> [What you need to do] Please report, word for word, every line in the rows below that contains the word "wall".

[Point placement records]
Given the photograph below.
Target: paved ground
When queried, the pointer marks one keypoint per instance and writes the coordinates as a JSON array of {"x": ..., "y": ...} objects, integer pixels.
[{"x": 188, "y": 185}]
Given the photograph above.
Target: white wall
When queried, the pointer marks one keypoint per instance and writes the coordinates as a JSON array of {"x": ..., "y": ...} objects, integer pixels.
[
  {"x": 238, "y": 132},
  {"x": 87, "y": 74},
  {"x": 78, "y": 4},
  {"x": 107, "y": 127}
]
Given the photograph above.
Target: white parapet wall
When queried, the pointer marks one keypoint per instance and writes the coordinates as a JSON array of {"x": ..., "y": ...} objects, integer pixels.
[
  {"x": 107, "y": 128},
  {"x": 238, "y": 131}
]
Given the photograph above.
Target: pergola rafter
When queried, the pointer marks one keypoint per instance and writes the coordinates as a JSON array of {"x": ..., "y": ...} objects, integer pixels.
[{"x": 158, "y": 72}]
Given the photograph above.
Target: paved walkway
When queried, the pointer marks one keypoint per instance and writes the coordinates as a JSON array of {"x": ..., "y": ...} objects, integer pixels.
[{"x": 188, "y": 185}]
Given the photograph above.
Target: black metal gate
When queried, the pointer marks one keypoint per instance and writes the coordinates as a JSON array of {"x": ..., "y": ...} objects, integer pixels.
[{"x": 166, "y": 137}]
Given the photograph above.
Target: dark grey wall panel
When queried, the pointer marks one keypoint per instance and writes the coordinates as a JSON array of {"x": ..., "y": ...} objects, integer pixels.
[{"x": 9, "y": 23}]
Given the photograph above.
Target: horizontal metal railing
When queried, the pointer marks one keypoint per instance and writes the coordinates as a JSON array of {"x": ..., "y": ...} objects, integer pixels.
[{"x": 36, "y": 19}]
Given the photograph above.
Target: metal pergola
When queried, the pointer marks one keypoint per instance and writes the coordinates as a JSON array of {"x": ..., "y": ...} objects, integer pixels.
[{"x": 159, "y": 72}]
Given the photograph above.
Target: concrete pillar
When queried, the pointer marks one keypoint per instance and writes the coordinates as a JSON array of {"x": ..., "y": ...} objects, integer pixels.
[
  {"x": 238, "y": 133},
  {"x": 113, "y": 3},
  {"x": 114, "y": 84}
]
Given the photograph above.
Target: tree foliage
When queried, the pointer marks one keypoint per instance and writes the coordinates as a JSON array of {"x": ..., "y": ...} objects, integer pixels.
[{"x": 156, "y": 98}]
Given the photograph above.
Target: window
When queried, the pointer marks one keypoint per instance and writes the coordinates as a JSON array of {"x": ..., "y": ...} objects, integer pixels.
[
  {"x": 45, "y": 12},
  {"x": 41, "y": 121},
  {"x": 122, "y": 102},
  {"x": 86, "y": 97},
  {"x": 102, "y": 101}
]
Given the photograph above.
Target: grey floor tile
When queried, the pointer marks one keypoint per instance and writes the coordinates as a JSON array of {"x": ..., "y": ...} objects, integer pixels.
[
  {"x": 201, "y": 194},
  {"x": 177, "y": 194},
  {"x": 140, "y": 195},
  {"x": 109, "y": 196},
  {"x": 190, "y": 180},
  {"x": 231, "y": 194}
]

> [The completed task]
Target: white wall
Target: white parapet wall
Target: dark grey wall panel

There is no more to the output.